How to Use MongoDB Change Streams with the Go Driver

Updated on January 3, 2023
How to Use MongoDB Change Streams with the Go Driver header image

Introduction

MongoDB is a NoSQL database that stores data in documents comprised of field-value pairs. These are stored using BSON, a binary representation of JSON. A MongoDB document is similar to a row in a relational database table, and the document fields (key-value pairs) are similar to columns. A MongoDB document is part of a collection, and one or more collections are part of a database. MongoDB API supports regular CRUD operations (create, read, update, delete) along with aggregation, geospatial queries, and text search capabilities. MongoDB also provides high availability and replication. You can distribute data across multiple MongoDB servers (called Replica sets) to provide redundancy and sharding.

This article will walk you through how to set up a MongoDB replica set in Docker, deploy client applications and explore change streams with a complete example. It will cover the following:

  • An overview of MongoDB and change streams.

◆ **Short problem 1**: For each statement about the MongoDB article, answer yes or no and quote the words from the article that settle it. (a) MongoDB stores documents using BSON, a binary form of JSON. (b) A MongoDB document is compared to a column in a relational database table. (c) The article was updated on January 3, 2023.
◆ **Short problem 2**: From the records, extract word for word the stretch running from the line that contains "Task: Where can the parked" through the line that contains "x=89, y=201", including both of those lines.
The MongoDB article and the records after it are unrelated material.

◆ **Supplied information**:
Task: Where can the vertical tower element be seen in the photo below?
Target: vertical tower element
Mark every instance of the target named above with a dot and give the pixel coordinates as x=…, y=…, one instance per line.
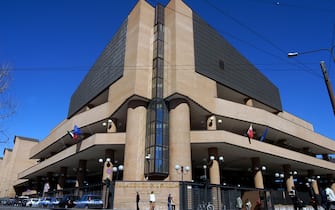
x=157, y=134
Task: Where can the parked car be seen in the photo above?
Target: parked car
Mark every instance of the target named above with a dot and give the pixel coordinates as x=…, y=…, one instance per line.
x=44, y=202
x=54, y=201
x=67, y=201
x=33, y=202
x=21, y=201
x=89, y=201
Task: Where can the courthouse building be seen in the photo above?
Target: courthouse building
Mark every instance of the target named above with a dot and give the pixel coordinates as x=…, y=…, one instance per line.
x=170, y=100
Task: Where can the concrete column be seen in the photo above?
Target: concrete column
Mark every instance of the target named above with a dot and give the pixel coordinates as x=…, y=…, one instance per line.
x=179, y=139
x=81, y=171
x=61, y=181
x=314, y=183
x=288, y=177
x=110, y=125
x=214, y=168
x=257, y=169
x=62, y=178
x=211, y=123
x=134, y=154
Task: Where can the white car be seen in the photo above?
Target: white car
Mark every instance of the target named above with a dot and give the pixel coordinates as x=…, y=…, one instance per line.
x=33, y=202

◆ **Reply 1**:
(a) Yes: "These are stored using BSON, a binary representation of JSON."
(b) No: "A MongoDB document is similar to a row in a relational database table"
(c) Yes: "Updated on January 3, 2023"

◆ **Reply 2**:
Task: Where can the parked car be seen in the photo above?
Target: parked car
Mark every instance of the target named above with a dot and give the pixel coordinates as x=…, y=…, one instance per line.
x=44, y=202
x=54, y=201
x=67, y=201
x=33, y=202
x=21, y=201
x=89, y=201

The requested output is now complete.